What is expected
Reproduce the material below word for word, omitting the pictures.

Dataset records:
########################################
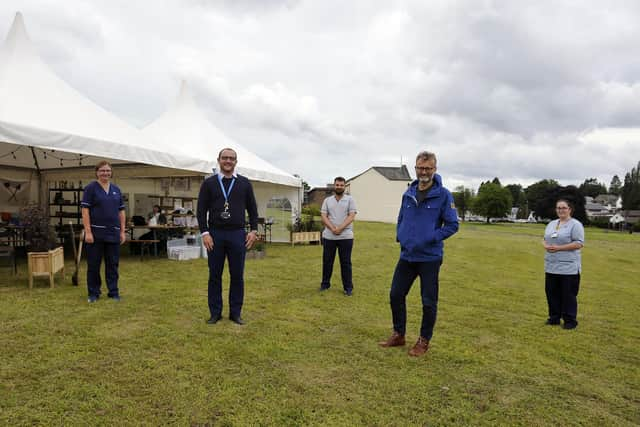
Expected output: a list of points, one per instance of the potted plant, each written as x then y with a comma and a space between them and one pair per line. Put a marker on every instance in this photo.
306, 227
44, 256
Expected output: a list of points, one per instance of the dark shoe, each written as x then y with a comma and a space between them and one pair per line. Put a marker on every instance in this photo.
395, 340
214, 319
237, 320
569, 325
421, 347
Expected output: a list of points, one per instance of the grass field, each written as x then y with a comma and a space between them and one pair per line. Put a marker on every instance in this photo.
306, 358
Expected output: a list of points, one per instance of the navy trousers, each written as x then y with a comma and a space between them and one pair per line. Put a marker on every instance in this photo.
96, 251
562, 292
227, 244
344, 248
403, 278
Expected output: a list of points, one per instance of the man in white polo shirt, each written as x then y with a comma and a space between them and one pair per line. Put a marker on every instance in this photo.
338, 212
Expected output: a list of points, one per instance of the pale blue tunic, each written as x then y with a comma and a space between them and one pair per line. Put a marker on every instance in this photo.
563, 262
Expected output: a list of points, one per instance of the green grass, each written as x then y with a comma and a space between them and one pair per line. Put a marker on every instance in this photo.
########################################
Exercise result
Expected output: a list of points, one per instance of the potted plant, each written as x then y with a comma and a space between them and one pair per line. Put a marker on every instance in this photo.
306, 227
44, 256
Expected output: a list of points, one per instance of the dark shoe, each written as x then y with a comma and a space between them and one pair per line. Put a marker on every instance in this photo.
395, 340
214, 319
237, 320
569, 325
421, 347
Expected output: a list of points, one per instance of the grass field, each written as x then y with a comma and a space between them and one pair per line. Put a marker on every instance in this photo.
306, 358
Expected output: a list of points, one per instance of the navy trousers, each written as x then y with a comma and a space between them and one pair per line. Put a marker on every instance in this photo.
96, 251
562, 292
227, 244
344, 248
403, 278
Expected output: a list of points, one per instance of the man in white polo shirt, each written as x then y with a comma and a space between them and one pair per line. Put a marker on every instance in this photo.
338, 212
Expected output: a list of points, one per instance of the pale blue tunic, each written as x then y with a comma and a space between them and one pair per line. Put a marker on every instance in this photo.
563, 262
Expected output: a list of points, one per instance of the green grass, each written as x then y with a comma and a space between them and one pair per line. Put a marker on every instance in this photo.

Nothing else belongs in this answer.